*** Opening ENTRIES SHOWN ***
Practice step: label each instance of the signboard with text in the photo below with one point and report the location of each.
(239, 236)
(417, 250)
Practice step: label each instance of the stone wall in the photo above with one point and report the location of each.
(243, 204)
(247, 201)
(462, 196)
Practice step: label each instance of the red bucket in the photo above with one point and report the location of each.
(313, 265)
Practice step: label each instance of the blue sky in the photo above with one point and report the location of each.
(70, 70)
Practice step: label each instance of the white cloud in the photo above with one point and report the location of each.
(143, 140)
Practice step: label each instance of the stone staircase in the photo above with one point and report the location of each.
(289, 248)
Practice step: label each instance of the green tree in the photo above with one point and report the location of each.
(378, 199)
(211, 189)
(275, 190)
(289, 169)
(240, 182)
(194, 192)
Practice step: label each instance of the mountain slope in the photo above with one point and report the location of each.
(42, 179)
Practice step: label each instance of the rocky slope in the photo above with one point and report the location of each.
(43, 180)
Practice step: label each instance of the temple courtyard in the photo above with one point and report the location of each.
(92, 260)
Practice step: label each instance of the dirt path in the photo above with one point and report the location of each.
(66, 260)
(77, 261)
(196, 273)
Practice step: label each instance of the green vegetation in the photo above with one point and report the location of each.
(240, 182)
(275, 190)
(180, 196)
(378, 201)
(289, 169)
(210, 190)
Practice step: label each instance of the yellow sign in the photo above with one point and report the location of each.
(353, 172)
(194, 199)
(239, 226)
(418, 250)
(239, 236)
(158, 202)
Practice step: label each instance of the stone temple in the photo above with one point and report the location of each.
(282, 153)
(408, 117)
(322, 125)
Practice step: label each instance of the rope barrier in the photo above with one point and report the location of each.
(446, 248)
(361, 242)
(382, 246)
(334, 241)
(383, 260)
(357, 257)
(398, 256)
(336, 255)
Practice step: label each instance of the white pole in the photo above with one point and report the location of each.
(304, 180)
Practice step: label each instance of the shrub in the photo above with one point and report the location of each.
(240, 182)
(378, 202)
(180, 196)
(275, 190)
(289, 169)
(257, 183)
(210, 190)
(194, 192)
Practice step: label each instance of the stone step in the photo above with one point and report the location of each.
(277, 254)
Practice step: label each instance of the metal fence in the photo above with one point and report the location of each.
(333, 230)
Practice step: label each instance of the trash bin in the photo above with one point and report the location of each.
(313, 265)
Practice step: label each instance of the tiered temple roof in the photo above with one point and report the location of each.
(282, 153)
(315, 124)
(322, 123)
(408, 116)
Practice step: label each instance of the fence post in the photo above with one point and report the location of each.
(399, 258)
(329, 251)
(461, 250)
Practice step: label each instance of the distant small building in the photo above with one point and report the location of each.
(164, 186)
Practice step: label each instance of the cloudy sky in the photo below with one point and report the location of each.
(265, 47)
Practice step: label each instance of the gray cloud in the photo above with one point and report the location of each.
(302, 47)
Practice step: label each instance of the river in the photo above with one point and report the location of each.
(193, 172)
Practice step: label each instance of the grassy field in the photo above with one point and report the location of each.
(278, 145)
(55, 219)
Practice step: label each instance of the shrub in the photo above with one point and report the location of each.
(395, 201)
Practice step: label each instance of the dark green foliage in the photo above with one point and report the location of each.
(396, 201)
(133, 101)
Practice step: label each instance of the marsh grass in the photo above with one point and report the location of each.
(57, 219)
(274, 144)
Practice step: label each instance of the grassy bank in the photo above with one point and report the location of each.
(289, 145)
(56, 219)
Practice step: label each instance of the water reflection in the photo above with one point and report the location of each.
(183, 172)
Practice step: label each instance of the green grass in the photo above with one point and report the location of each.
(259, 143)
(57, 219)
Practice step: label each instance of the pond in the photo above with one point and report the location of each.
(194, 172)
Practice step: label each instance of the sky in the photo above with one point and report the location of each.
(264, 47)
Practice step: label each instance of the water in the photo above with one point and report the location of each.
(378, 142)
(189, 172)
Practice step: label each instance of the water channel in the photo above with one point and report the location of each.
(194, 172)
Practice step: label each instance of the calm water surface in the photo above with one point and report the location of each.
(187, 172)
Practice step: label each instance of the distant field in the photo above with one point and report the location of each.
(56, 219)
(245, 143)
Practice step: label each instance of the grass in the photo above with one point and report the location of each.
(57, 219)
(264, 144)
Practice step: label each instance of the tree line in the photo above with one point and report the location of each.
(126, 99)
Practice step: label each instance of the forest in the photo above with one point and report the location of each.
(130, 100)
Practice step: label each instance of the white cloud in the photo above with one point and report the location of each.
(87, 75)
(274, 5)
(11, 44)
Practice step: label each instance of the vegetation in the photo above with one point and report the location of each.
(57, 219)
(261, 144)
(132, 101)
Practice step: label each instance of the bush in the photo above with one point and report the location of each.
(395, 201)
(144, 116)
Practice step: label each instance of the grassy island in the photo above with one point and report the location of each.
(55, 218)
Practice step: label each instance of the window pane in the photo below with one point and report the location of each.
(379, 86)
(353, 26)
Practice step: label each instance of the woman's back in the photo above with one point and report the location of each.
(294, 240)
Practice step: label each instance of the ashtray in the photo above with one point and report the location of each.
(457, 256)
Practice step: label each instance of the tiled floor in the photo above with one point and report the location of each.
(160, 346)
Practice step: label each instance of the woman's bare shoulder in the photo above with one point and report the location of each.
*** Closing ENTRIES SHOWN ***
__EXERCISE INSTRUCTIONS__. The data above is to be given again, with every line exact.

__ANSWER TO THE PROBLEM__.
Practice step: label each instance of the signboard with text in the photo below with one point and report the location of each.
(239, 236)
(417, 250)
Practice step: label each instance of the stone wall in the photo above with one point and report the location of each.
(243, 204)
(247, 201)
(462, 196)
Practice step: label each instance of the red bucket in the photo above with one point and report the location of each.
(313, 265)
Practice step: label each instance of the blue sky in the photo above with one point and report the location of each.
(70, 70)
Practice step: label each instance of the white cloud in the photo above with one point and report the location of each.
(143, 140)
Practice step: label each instance of the stone staircase in the photo above with one point and report the location of each.
(289, 248)
Practice step: label each instance of the green tree in the photo above with one point and report the location of each.
(378, 199)
(211, 189)
(275, 190)
(289, 169)
(240, 182)
(194, 192)
Practice step: label each instance of the mountain slope in the photo above with one point and report the location of each.
(42, 179)
Practice step: label each instance of the rocky slope in the photo above with one point and report the location of each.
(43, 180)
Practice step: label each instance of the temple courtyard in the photo above with one point and report the location of each.
(92, 260)
Practice step: label each instance of the dirt path in the photo above with one point and report the location of each.
(66, 260)
(77, 261)
(196, 273)
Practice step: label each instance of the green vegetation in the photo above with one point and report the location of each.
(240, 182)
(275, 190)
(180, 196)
(378, 201)
(289, 169)
(210, 190)
Practice step: label each instance of the yellow sign in the photo above with one point and report the location of each.
(353, 172)
(194, 199)
(239, 226)
(418, 250)
(239, 236)
(158, 202)
Practice step: label each instance of the stone temple in the photo above with one point and report the location of each.
(282, 153)
(408, 117)
(322, 125)
Practice step: label each instance of the rope barrier in the photo above with one point and report the location of each.
(446, 248)
(361, 242)
(382, 246)
(334, 241)
(383, 260)
(357, 257)
(398, 256)
(336, 255)
Practice step: label each instance of the white pole in the photo above with one point and report the location of each.
(304, 180)
Practice step: label each instance of the shrub in the photo above with one point and report the location of each.
(240, 182)
(378, 202)
(180, 196)
(275, 190)
(289, 169)
(257, 183)
(210, 190)
(194, 192)
Practice step: label each instance of the stone step in the photo above with one point and report the location of each.
(277, 254)
Practice step: label each instance of the metal fence in the photo above with one point and report the location of each.
(333, 230)
Practice step: label each instance of the trash bin in the photo above with one point and report the location of each.
(313, 265)
Practice step: label each instance of the tiered temple roof in the photo above with one point and report the location of each.
(282, 153)
(315, 124)
(322, 123)
(408, 116)
Practice step: label each instance of the fence post in the photo above with one point and report the location of each.
(399, 258)
(329, 251)
(461, 250)
Practice step: label each instance of the distant small building in the photo above with one point and report the location of each.
(164, 186)
Practice step: label each instance of the cloudy sky in the photo below with one point and report the location of each.
(265, 47)
Practice step: label each instance of the gray cloud in the photo above with one point and report the location of each.
(302, 47)
Practice step: label each instance of the river in the photo above with one point and report the location of each.
(193, 172)
Practice step: label each instance of the grassy field in the photo above with one point and report the location of each.
(278, 145)
(55, 219)
Practice step: label each instance of the shrub in the photo above with one point and report the location of each.
(395, 201)
Practice step: label each instance of the dark green foliage in the photo above with one point and report the location of each.
(396, 201)
(133, 101)
Practice step: label each instance of the marsh grass in the photo above with one point and report the location of each.
(57, 219)
(274, 144)
Practice step: label each instance of the grassy bank in the photo above with one point and report the location of each.
(289, 145)
(56, 219)
Practice step: label each instance of the water reflection in the photo above with one point and report the location of each.
(183, 172)
Practice step: label each instance of the green grass in the photo above with one point and report the location of each.
(259, 143)
(57, 219)
Practice step: label each instance of the pond in the photo above with one point and report the location of each.
(194, 172)
Practice step: label each instance of the sky in the photo above with one point and report the location of each.
(264, 47)
Practice step: label each instance of the water in the photo above with one point and report the location of each.
(378, 142)
(189, 172)
Practice step: label each instance of the water channel in the photo above with one point and report the location of each.
(194, 172)
Practice step: label each instance of the calm water surface in the photo above with one point and report the location of each.
(187, 172)
Practice step: label each instance of the distant field in the photo above with one point and report the location of each.
(56, 219)
(245, 143)
Practice step: label each instance of the grass in the photo above with one point and report the location of each.
(57, 219)
(264, 144)
Practice step: label each instance of the tree line in the photo above with one point and report the location of each.
(126, 99)
Practice step: label each instance of the forest in the photo above with one point and report the location of each.
(130, 100)
Practice step: label each instance of the white cloud in the photo above with one point and report the location of each.
(87, 75)
(274, 5)
(11, 44)
Practice step: label each instance of the vegetation in the photo above with one point and report the location of each.
(57, 219)
(261, 144)
(132, 101)
Practice step: label each instance of the bush in the photo above with one point and report the location of each.
(395, 201)
(144, 116)
Practice step: label each instance of the grassy island in the photo above with one point and report the location of each.
(55, 218)
Practice step: label each instance of the window pane in the photo below with one point and report the location of each.
(379, 86)
(353, 26)
Practice step: label each instance of the woman's back in the photo above with one point and report the location of each.
(294, 240)
Practice step: label each instance of the ashtray in the photo above with one point and report the location of each.
(457, 256)
Practice step: label each instance of the tiled floor in the photo above with one point and report the location of each.
(160, 346)
Practice step: label each instance of the woman's bare shoulder in the photo above with one point and report the location of each.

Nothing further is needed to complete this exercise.